**Exercise instructions:**
An exact copy of the entries is required, with every image omitted.

**Dataset records:**
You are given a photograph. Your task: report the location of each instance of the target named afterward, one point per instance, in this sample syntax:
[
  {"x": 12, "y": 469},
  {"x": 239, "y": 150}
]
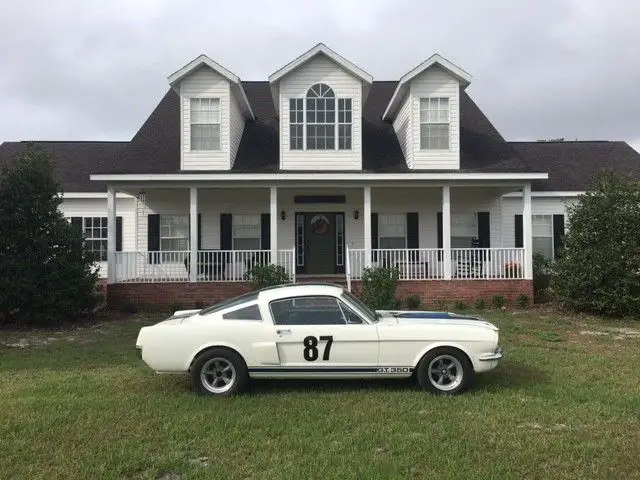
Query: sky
[{"x": 94, "y": 70}]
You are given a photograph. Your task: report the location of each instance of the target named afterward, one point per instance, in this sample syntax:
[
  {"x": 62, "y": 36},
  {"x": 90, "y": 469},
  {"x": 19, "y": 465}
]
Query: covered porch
[{"x": 427, "y": 230}]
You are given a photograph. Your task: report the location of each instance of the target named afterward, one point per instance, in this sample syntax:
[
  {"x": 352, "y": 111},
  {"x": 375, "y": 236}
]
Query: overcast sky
[{"x": 94, "y": 70}]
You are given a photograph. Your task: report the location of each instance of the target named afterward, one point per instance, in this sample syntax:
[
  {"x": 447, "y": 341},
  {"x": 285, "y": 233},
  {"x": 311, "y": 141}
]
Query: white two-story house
[{"x": 324, "y": 171}]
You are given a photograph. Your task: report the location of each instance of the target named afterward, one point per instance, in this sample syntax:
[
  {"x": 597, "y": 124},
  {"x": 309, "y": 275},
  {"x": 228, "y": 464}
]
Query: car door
[{"x": 321, "y": 335}]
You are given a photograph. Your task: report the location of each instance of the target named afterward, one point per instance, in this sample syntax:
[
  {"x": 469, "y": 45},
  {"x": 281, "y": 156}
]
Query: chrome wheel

**Your response:**
You are given a photograph. Your task: report the location of each instance of the target named afterward, one point per instance, in this sample syntax:
[
  {"x": 12, "y": 469},
  {"x": 239, "y": 150}
]
Query: sky
[{"x": 94, "y": 70}]
You are given a photograph. Your task: report the location of each instance of the target named afterward, one point per instance, in this sample syntax:
[
  {"x": 62, "y": 36},
  {"x": 90, "y": 469},
  {"x": 19, "y": 465}
]
Query: covered porch
[{"x": 427, "y": 230}]
You are given a photograph. Your task: report the location of each instance of the target named afterward, one point per instance, in this sample syntax:
[
  {"x": 352, "y": 111},
  {"x": 375, "y": 236}
]
Query: overcast sky
[{"x": 94, "y": 70}]
You are given a photograph. Your task: report the location of each instance of the target named afterward, one point per instance, in this sample syntax:
[
  {"x": 447, "y": 341},
  {"x": 285, "y": 233},
  {"x": 311, "y": 141}
]
Query: white two-story house
[{"x": 324, "y": 171}]
You are given a photograph. Your task: report the location of each instance of the target named afterward, one point per instance, in this sample syntax:
[
  {"x": 597, "y": 124},
  {"x": 309, "y": 275},
  {"x": 228, "y": 464}
]
Query: car door
[{"x": 321, "y": 335}]
You are given a photograph. Your task: report the location of each instance of the target named afterward, one point per instance, in this sample syntax:
[
  {"x": 469, "y": 45},
  {"x": 281, "y": 156}
]
Query: chrome wheel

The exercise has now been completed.